阅读材料:
%%

话不多说,想要搬移代码快速实现的直接看github:https://github.com/Frank1481906280/CV4Android
一、opencv的JNI配置可直接参考其他的blog,我贴出cmakelist,基本就行了。基本要求是要配置好NDK等,这些都可以在Android studio中完成。
# For more information about using CMake with Android Studio, read the
# documentation: https://d.android.com/studio/projects/add-native-code.html
# Sets the minimum version of CMake required to build the native library.
cmake_minimum_required(VERSION 3.4.1)
# ##################### OpenCV 环境 ############################
#设置OpenCV-android-sdk路径
set( OpenCV_DIR D:/opencv-3.4.6-android/OpenCV-android-sdk/sdk/native/jni )
find_package(OpenCV REQUIRED )
if(OpenCV_FOUND)
include_directories(${OpenCV_INCLUDE_DIRS})
message(STATUS "OpenCV library status:")
message(STATUS " version: ${OpenCV_VERSION}")
message(STATUS " libraries: ${OpenCV_LIBS}")
message(STATUS " include path: ${OpenCV_INCLUDE_DIRS}")
else(OpenCV_FOUND)
message(FATAL_ERROR "OpenCV library not found")
endif(OpenCV_FOUND)
# Creates and names a library, sets it as either STATIC
# or SHARED, and provides the relative paths to its source code.
# You can define multiple libraries, and CMake builds them for you.
# Gradle automatically packages shared libraries with your APK.
add_library( # Sets the name of the library.
native-lib
# Sets the library as a shared library.
SHARED
# Provides a relative path to your source file(s).
native-lib.cpp )
# Searches for a specified prebuilt library and stores the path as a
# variable. Because CMake includes system libraries in the search path by
# default, you only need to specify the name of the public NDK library
# you want to add. CMake verifies that the library exists before
# completing its build.
find_library( # Sets the name of the path variable.
log-lib
# Specifies the name of the NDK library that
# you want CMake to locate.
log )
# Specifies libraries CMake should link to your target library. You
# can link multiple libraries, such as libraries you define in this
# build script, prebuilt third-party libraries, or system libraries.

%%

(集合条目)
%%

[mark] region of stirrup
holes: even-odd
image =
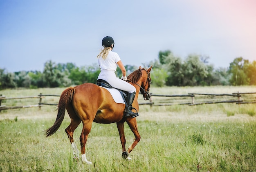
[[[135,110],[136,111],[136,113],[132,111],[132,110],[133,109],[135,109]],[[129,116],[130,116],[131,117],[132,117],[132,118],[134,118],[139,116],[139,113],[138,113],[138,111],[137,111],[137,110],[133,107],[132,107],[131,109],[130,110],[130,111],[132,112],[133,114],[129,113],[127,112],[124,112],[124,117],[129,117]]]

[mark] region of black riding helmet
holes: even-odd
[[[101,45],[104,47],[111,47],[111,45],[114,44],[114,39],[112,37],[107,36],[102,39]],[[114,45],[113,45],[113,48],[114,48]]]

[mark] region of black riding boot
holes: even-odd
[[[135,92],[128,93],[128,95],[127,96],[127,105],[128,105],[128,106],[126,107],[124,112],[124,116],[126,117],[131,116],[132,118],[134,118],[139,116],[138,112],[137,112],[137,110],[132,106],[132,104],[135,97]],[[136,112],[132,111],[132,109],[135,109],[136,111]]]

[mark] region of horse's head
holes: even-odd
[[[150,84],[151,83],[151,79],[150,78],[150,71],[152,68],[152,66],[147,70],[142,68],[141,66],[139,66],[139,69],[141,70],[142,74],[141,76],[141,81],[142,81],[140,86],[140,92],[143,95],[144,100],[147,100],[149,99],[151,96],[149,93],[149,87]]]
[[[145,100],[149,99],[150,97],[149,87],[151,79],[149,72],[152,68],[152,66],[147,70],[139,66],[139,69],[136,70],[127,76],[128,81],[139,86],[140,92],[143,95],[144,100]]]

%%

你的任务:
1. 请把记录中从包含“[mark] region of black riding boot”的那一行开始、直到记录末尾的部分以编号列表形式给出，首尾两行都要包括，空行不列。
2. 请从这篇关于在安卓项目中配置OpenCV的文章所显示的最后一句之后接着往下续写。

参考答案:
1.
1. [mark] region of black riding boot
2. holes: even-odd
3. [[[135,92],[128,93],[128,95],[127,96],[127,105],[128,105],[128,106],[126,107],[124,112],[124,116],[126,117],[131,116],[132,118],[134,118],[139,116],[138,112],[137,112],[137,110],[132,106],[132,104],[135,97]],[[136,112],[132,111],[132,109],[135,109],[136,111]]]
4. [mark] region of horse's head
5. holes: even-odd
6. [[[150,84],[151,83],[151,79],[150,78],[150,71],[152,68],[152,66],[147,70],[142,68],[141,66],[139,66],[139,69],[141,70],[142,74],[141,76],[141,81],[142,81],[140,86],[140,92],[143,95],[144,100],[147,100],[149,99],[151,96],[149,93],[149,87]]]
7. [[[145,100],[149,99],[150,97],[149,87],[151,79],[149,72],[152,68],[152,66],[147,70],[139,66],[139,69],[136,70],[127,76],[128,81],[139,86],[140,92],[143,95],[144,100]]]

2.
target_link_libraries( # Specifies the target library.
native-lib
${OpenCV_LIBS}
log
jnigraphics
# Links the target library to the log library
# included in the NDK.
${log-lib} )
二、关于常规图片的处理建议使用#include <android/bitmap.h>,这样可以直接将java层获取的bitmap直接转成OpenCV Mat类型。示例如下:
extern "C"
JNIEXPORT void JNICALL
Java_com_example_cv4android_MainActivity_pic2binary(JNIEnv *env, jobject thiz, jobject bitmap) {
// TODO: implement pic2binary()
AndroidBitmapInfo info; void *pixels;
CV_Assert(AndroidBitmap_getInfo(env, bitmap, &info) >= 0);
CV_Assert(info.format == ANDROID_BITMAP_FORMAT_RGBA_8888 || info.format == ANDROID_BITMAP_FORMAT_RGB_565);
CV_Assert(AndroidBitmap_lockPixels(env, bitmap, &pixels) >= 0);
CV_Assert(pixels); if (info.format == ANDROID_BITMAP_FORMAT_RGBA_8888)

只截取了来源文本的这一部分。